Exercise:
Read the records and gather each line that includes "crouching".
Input for this task section start
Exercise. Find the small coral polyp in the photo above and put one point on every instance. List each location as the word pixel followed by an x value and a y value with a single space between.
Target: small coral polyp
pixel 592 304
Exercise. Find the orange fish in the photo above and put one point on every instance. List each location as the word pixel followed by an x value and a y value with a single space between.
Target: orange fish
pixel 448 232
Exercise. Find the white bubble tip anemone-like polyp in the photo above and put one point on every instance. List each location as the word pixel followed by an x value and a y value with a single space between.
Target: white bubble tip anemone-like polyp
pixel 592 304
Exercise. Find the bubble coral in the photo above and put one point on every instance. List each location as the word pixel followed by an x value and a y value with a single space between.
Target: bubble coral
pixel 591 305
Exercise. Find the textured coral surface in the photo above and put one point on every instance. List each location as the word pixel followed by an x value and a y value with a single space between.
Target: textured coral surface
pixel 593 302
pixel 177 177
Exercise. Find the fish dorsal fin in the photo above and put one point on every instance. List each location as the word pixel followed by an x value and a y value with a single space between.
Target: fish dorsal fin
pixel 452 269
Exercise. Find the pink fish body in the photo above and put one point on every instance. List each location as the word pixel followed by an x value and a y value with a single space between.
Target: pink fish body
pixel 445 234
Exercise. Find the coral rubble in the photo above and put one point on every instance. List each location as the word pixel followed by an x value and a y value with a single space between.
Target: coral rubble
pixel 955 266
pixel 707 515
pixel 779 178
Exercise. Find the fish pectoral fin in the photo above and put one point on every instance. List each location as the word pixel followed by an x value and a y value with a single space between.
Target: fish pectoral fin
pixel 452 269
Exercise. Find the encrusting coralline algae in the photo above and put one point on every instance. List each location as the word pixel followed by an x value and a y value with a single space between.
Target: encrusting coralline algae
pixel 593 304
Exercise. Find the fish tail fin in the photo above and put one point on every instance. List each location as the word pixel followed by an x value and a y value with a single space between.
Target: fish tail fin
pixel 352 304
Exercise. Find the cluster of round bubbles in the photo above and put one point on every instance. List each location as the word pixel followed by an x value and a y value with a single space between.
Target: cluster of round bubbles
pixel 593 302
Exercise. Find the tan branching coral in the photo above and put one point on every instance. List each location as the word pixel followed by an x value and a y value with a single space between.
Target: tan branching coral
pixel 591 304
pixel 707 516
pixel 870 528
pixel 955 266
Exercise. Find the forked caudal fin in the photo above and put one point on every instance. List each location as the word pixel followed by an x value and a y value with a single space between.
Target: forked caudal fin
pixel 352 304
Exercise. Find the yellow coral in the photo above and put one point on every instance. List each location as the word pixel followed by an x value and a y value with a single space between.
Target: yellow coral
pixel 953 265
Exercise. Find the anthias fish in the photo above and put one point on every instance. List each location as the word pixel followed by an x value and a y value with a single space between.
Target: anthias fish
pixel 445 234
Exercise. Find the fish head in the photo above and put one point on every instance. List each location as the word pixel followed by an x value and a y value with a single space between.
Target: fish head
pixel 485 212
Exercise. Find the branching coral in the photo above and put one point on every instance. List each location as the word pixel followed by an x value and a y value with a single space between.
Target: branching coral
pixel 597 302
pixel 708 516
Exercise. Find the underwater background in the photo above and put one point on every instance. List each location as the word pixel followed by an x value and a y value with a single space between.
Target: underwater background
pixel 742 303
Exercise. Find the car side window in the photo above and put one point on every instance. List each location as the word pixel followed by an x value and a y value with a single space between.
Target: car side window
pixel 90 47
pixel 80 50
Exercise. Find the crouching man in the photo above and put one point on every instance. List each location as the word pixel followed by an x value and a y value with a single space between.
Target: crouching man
Input for this task section end
Response for this exercise:
Exercise. Find the crouching man in the photo above and put one point on every instance. List each location as the word pixel followed by an x value and a y value with a single space between.
Target: crouching man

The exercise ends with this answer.